**Görev listesi:**
1) Mansur Yavaş röportajında “Kendisine ait yeni hukuk bürosunda” diye başlayan paragrafı, ana bilgilerini koruyarak kısa bir madde listesi hâlinde yeniden yazın.
2) Mansur Yavaş röportajının “Kendisine ait yeni” sözleriyle başlayıp “kadar da centilmen.” sözleriyle biten bölümünü harfi harfine yeniden yazın.
### Verilen metin ###
Politika Dergisi - Mansur Yavaş Mülakatı

Yazıcı-dostu sürümSend by emailPDF
PD Roportaj Ekibi: 
Emrah ÖZDEMİR
Yardımcı Ekip: 
Attila Demir

   29 Mart 2009 yerel seçimlerinin üzerinden yaklaşık bir yıl geçti. Bu seçimde ülke genelinde CHP’li Kemal Kılıçdaroğlu ve MHP’li Mansur YAVAŞ, seçilememesine rağmen kazanandan daha fazla ilgi gören, gündemde olan isimlerdi, diye düşünüyorum. İşte bu isimlerden doğma büyüme kendi kentim olan Ankara’nın adayı Mansur Yavaş Bey ile mülakat yaptık bu sayımızda.

    Kendisine ait yeni hukuk bürosunda bizi konuk eden Mansur Yavaş, ekranlarda göründüğü gibi sakin, saygılı bir görüntü çizdi bize de. Seçim sürecinde kendisine mevcut başkan tarafından etik dışı propaganda yapılmasına rağmen, sonucu olgunlukla karşılıyordu Beypazarı mucizesinin mimarı. Ayrıca röportajda okurken göreceksiniz, rakip partili (CHP) Fethi Yaşar’ı içtenlikle övecek kadar da centilmen.

   Ankaralı olduğum için çok rahatlıkla söyleyebilirim ki gerçekten muhafazakâr seçmenler ve hatta birçok sosyal demokrat seçmen “bu kadar oy alacağını bilseydik, biz de ona oy verirdik” şeklinde konuşuyorlar Yavaş’ın hakkında. Elbette giden gitti, ama görünen o ki Melih Gökçek’i zor günler bekliyor…

    Mansur Yavaş’ın Özgeçmişi:

   1955 yılında dünyaya gelmiştir. İlk, orta, lise öğrenimini Beypazarı’nda yaptıktan sonra 1979 yılında İstanbul Üniversitesi Hukuk Fakültesi’ni kazanarak öğrenimine devam etmiştir.
### Sağlanan bilgiler ###
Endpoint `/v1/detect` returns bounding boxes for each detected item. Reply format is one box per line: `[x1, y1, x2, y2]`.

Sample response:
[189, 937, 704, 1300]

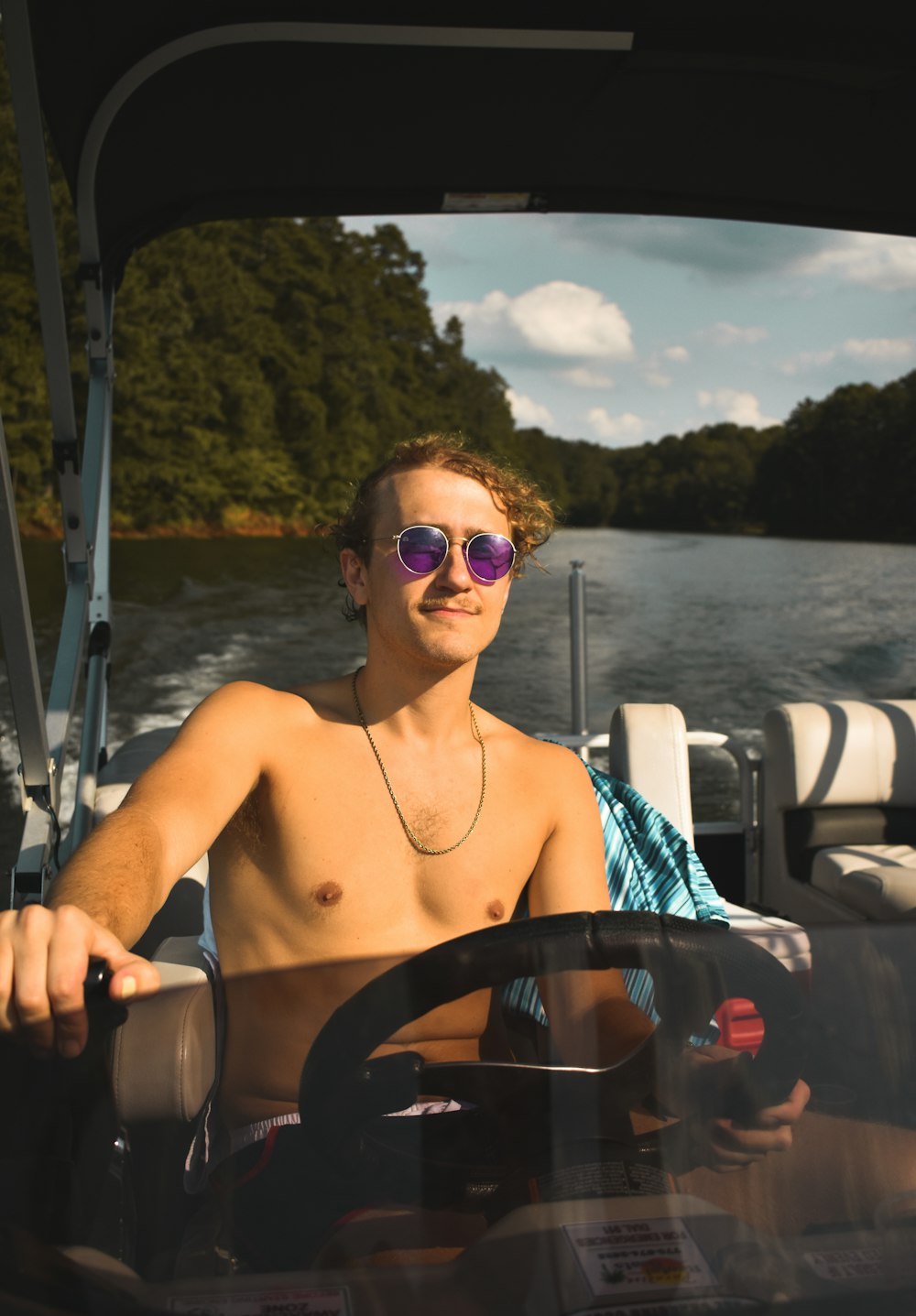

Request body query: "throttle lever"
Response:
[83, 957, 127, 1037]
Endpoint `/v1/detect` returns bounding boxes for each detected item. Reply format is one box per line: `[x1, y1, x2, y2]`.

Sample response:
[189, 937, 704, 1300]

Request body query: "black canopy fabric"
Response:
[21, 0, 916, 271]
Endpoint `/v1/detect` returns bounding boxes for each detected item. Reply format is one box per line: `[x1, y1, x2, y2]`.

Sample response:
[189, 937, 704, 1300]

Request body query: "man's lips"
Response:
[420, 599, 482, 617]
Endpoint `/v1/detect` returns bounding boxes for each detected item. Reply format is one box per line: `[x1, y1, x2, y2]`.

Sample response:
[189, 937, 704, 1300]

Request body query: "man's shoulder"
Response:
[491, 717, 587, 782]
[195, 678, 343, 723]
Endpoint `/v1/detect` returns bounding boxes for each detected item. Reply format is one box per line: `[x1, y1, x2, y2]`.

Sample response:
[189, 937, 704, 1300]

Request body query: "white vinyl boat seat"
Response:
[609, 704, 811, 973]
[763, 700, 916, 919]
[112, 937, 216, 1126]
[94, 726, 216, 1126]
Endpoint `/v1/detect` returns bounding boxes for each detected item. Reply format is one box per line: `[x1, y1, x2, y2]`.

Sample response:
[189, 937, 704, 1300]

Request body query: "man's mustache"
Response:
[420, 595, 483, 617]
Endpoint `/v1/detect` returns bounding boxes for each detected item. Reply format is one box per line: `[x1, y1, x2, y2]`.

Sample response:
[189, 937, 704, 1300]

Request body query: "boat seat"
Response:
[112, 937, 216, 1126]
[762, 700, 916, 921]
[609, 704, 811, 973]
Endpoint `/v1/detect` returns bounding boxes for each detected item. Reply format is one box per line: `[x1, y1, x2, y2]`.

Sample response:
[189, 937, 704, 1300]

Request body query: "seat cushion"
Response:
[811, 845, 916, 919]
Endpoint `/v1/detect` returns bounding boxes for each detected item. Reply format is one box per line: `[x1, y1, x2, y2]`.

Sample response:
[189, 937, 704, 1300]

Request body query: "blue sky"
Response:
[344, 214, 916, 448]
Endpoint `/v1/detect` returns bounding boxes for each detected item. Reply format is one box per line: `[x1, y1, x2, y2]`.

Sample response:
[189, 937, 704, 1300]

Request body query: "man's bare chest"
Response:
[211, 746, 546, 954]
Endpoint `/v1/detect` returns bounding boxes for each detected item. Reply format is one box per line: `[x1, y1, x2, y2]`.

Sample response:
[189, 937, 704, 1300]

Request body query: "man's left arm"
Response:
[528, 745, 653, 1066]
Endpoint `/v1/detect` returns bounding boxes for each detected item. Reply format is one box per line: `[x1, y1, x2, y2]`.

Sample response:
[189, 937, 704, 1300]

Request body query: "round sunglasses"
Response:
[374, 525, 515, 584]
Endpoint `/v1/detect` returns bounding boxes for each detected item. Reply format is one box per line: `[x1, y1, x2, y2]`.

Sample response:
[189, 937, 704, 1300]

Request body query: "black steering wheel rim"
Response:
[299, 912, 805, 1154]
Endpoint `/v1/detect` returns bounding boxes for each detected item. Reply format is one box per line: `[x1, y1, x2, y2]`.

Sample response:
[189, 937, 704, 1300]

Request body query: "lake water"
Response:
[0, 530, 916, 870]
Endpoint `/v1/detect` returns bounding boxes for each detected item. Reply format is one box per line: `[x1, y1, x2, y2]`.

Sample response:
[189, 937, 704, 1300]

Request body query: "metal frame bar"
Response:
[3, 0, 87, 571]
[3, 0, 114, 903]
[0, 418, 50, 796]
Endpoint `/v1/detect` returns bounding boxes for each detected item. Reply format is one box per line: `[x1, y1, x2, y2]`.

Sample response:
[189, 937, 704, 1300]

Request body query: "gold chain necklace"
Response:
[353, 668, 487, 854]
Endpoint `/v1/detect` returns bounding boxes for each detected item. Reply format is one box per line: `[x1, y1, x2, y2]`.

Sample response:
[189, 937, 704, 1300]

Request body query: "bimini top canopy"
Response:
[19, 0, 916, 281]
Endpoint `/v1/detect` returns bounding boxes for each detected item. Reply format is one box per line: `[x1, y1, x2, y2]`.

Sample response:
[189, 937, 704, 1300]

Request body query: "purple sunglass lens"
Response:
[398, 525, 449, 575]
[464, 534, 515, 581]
###
### Sağlanan bilgiler ###
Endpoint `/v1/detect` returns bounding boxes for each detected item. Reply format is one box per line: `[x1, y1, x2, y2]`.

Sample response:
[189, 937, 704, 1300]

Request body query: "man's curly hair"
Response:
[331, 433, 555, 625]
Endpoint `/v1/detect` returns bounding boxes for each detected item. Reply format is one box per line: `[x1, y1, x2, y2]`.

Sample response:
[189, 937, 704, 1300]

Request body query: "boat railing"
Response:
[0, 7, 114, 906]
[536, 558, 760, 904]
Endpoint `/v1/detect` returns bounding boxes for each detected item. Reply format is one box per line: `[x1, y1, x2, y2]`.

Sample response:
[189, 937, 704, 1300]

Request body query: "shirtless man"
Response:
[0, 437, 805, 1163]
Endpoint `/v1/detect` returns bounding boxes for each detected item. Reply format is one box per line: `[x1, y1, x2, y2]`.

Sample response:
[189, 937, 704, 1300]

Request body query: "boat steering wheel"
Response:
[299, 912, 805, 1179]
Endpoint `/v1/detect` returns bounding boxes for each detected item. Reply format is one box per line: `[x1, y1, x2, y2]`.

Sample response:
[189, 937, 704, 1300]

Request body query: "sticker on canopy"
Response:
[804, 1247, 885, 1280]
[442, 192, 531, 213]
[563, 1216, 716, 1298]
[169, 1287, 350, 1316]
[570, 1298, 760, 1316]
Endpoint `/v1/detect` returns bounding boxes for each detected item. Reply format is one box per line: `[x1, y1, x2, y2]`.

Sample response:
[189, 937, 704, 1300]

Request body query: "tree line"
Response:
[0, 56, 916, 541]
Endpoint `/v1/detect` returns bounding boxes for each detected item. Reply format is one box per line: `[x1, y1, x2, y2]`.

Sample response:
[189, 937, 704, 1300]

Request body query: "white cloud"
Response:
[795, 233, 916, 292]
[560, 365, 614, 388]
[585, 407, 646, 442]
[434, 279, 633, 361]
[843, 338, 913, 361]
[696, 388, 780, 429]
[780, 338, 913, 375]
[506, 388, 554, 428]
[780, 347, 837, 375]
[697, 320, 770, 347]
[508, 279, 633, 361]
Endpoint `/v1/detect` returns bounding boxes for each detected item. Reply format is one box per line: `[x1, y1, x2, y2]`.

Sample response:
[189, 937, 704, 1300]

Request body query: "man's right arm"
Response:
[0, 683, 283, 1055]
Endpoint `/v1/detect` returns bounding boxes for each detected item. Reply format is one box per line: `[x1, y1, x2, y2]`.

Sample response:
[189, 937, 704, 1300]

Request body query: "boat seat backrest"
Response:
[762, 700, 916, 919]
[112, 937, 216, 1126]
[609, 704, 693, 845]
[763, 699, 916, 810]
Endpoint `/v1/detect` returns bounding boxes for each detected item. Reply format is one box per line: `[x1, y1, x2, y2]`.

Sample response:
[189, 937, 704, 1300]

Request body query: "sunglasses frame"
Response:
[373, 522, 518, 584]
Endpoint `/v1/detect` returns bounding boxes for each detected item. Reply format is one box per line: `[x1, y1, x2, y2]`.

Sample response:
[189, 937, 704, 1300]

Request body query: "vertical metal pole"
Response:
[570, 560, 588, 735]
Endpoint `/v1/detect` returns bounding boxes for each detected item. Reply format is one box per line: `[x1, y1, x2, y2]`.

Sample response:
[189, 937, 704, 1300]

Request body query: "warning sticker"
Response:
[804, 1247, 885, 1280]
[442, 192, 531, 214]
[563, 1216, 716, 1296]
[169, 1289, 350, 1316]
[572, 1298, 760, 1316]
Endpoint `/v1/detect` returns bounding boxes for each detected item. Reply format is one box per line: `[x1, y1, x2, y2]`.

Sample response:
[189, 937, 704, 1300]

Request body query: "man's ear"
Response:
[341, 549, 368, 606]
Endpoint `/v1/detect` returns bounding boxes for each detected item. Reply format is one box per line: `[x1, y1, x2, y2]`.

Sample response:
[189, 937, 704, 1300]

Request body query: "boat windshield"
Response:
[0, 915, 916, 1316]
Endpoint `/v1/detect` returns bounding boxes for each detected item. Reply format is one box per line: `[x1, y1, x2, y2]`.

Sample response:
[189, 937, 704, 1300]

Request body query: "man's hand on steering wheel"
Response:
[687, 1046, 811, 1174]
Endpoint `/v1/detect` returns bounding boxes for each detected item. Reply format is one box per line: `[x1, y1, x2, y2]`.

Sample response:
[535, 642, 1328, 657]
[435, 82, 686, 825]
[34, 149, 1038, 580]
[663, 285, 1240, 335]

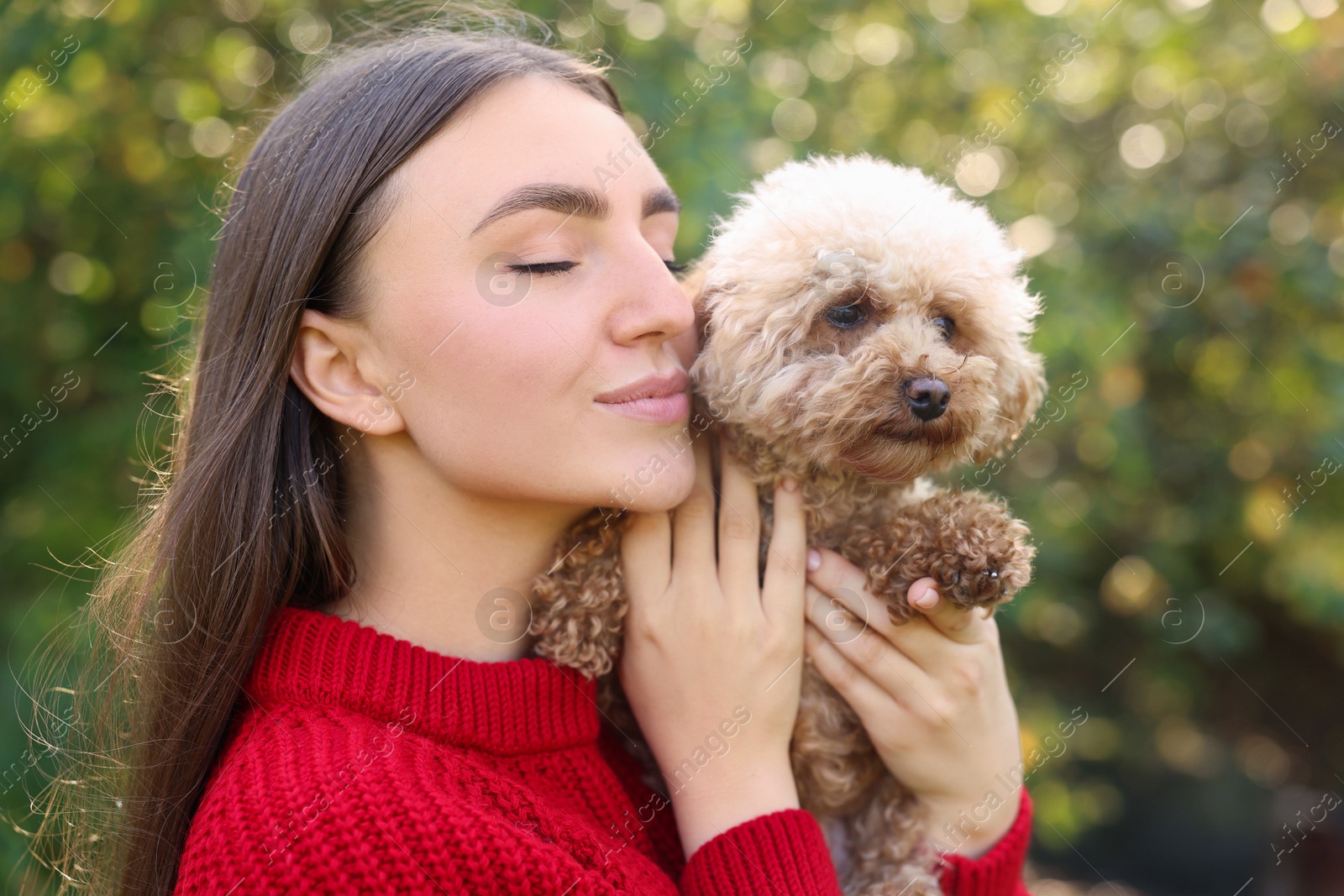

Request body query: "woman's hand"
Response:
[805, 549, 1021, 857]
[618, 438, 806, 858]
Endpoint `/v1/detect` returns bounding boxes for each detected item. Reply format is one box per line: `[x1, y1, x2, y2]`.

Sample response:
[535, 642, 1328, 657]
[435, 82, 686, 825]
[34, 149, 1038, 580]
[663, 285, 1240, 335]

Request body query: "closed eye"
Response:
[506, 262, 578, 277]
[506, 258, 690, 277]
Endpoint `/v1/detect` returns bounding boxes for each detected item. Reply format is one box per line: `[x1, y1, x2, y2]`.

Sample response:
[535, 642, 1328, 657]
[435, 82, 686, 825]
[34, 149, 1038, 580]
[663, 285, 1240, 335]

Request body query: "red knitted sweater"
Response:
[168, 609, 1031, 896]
###
**Alıştırma sonuçları:**
1)
- Mansur Yavaş, ekibi kendi yeni hukuk bürosunda ağırladı ve ekranlarda göründüğü gibi sakin, saygılı bir izlenim bıraktı.
- Seçim sürecinde mevcut başkanın etik dışı propagandasına maruz kalmasına rağmen sonucu olgunlukla karşıladı.
- Paragrafta kendisi "Beypazarı mucizesinin mimarı" olarak anılıyor.
- Rakip parti CHP'den Fethi Yaşar'ı içtenlikle övecek kadar centilmen biri.

2)
Kendisine ait yeni hukuk bürosunda bizi konuk eden Mansur Yavaş, ekranlarda göründüğü gibi sakin, saygılı bir görüntü çizdi bize de. Seçim sürecinde kendisine mevcut başkan tarafından etik dışı propaganda yapılmasına rağmen, sonucu olgunlukla karşılıyordu Beypazarı mucizesinin mimarı. Ayrıca röportajda okurken göreceksiniz, rakip partili (CHP) Fethi Yaşar’ı içtenlikle övecek kadar da centilmen.